[Что требуется] Продолжите текст о чеховских «сценах из деревенской жизни», начав сразу после его последнего предложения.

[Предложенный текст]
********

Действие и вера — это не только различные жизненные позиции, но и “антагонистические” категории для драмы. Античный театр и драматургию Нового времени отличает именно по-разному понимаемое действие: как волеизъявление, реализующееся в поступке, оно стало устойчивым знаком трагедии, начиная с Ренессанса. Архаическая трагедия знает только действо, о чём писали и Ницше в «Вагнеровском вопросе», и Вяч.Иванов в «Дионисе и прадионисийстве». Если действие соотносится с поступком, то действо — с верой. В “сценах из деревенской жизни” Чехов возвращается к архаической форме трагедии как предстояния человека перед лицом судьбы.
Но в ситуации “герой и судьба” оказывается и Соня, чья точка зрения определила заглавие. Собственно драматическая ситуация на равных создаётся и Серебряковым, в которого так неудачно (с точки зрения Войницкого) или удачно (с точки зрения остальных героев) стрелял дядя Ваня, и Астровым, средоточием любовных треугольников (Астров — Соня — Елена Андреевна и Астров — Войницкий — Елена Адреевна), и Серебряковой, красота которой оказалась столь разрушительной. Её образ оказывается значимым и для эстетического прояснения специфики жанра сцен: “А я нудная, эпизодическое лицо… И в музыке, и в доме мужа, во всех романах — везде, одним словом, я была только эпизодическим лицом” (89). “Сцены”, таким образом, это жанр, специфику которого определяет герой, осознающий себя либо “бывшим героем” (Астров: “В десять лет другим человеком стал Ничего я не хочу, ничего мне не нужно, никого я не люблю…”; “Во всём уезде было только два порядочных, интеллигентных человека: я да ты. Но в какие-нибудь десять лет жизнь обывательская, жизнь презренная затянула нас; она своими гнилыми испарениями отравила нашу кровь, и мы стали такими же пошляками, как все”), либо несостоявшимся героем (Войницкий), либо вообще не героем (Елена Андреевна).

********

[Записанные данные]
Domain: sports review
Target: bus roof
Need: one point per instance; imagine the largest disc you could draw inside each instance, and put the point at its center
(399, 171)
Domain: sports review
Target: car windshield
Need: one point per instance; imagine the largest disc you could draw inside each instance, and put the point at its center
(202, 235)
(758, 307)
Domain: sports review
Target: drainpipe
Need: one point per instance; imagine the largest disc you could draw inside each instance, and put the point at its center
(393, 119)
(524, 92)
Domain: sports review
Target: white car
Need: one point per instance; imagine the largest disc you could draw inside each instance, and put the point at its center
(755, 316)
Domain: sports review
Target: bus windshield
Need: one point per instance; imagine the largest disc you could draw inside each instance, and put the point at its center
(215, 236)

********

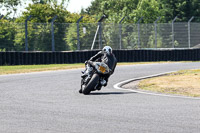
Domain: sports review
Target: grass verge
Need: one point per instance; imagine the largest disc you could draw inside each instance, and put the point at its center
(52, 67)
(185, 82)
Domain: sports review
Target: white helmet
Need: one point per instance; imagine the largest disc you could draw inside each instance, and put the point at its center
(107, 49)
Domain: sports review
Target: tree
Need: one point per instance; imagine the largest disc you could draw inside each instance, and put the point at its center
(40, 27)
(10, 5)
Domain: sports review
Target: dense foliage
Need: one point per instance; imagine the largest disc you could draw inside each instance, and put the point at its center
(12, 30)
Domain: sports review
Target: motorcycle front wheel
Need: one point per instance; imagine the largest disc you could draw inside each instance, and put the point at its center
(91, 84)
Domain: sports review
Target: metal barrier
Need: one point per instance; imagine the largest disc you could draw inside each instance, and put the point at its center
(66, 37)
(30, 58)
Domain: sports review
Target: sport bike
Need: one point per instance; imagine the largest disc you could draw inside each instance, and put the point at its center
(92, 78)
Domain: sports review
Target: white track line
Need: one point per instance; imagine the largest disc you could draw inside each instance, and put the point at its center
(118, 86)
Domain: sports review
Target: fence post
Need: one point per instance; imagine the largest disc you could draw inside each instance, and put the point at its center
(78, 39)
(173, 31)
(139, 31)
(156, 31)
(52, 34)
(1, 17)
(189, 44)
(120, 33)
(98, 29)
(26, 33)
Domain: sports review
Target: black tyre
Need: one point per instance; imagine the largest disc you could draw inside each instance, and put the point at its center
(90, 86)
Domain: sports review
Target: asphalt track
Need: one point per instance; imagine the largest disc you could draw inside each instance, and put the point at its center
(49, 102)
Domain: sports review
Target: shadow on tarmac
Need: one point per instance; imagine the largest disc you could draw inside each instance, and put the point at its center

********

[Ответ на задание]
Но не только необычные герои определяют новый жанр, но и особый сюжет, подобно героям, недраматический. Так, ни один из героев «Дяди Вани» не получил желаемого: Войницкий не добился взаимности в любви и не удовлетворил свою жажду мести; Серебряков, в отличие от Лопахина, не приобрёл дачи взамен чужого ему дома; Соня потеряла надежду на любовь Астрова, а тот, в свою очередь, не добился благосклонности Серебряковой, которая не посмела “улететь… вольной птицей” (83). Иначе говоря, с точки зрения классической драмы чеховские персонажи несостоятельны как драматические герои. История, которая напоминает казус с творческим дебютом Островского: его первые опыты, казавшиеся неудачной комедией, были на самом деле вполне удачными сценами. Для Горького же, видимо, был важен, во-первых, жанр, максимально приближенный к “незавершённой” жизни, во-вторых, мотив “бывших героев”, едва не ставших, с подачи Серебрякова, просто “бывшими”.
Помимо сюжетно-персонажной организации, в сценах принципиально изменяется диалог. Логическая вопросно-ответная цепочка прерывается, создавая речевой аналог разомкнутой сюжетной организации.
Астров. Что меня ещё захватывает, так это красота. Неравнодушен я к ней. Мне кажется, что если бы вот Елена Андреевна захотела, то могла бы вскружить мне голову в один день… Но ведь это не любовь, не привязанность… (Закрывает рукой глаза и вздрагивает.)
Соня. Что с вами?
Астров. Так… В Великом посту у меня больной умер под хлороформом.
Соня. Об этом пора забыть. (Пауза.) Скажите мне, Михаил Львович… Если бы у меня была подруга, или младшая сестра, и если бы вы узнали, что она… ну, положим, любит вас, то как бы вы отнеслись к этому? (85)
Два участника диалога и два параллельно текущих речевых потока, при этом Астров выступает здесь как человек с “раздвоенным” сознанием: говорит об одном, а думает о другом. Речевая ситуация осложняется тем, что Соня не хочет говорить о смерти — она хочет говорить о любви, обращаясь к человеку, который только что сказал ей, что он никого не любит и уже не полюбит. Собственно диалог, как языковой контакт, строится чисто формально, ибо нет установки на понимание — есть установка на самовыражение.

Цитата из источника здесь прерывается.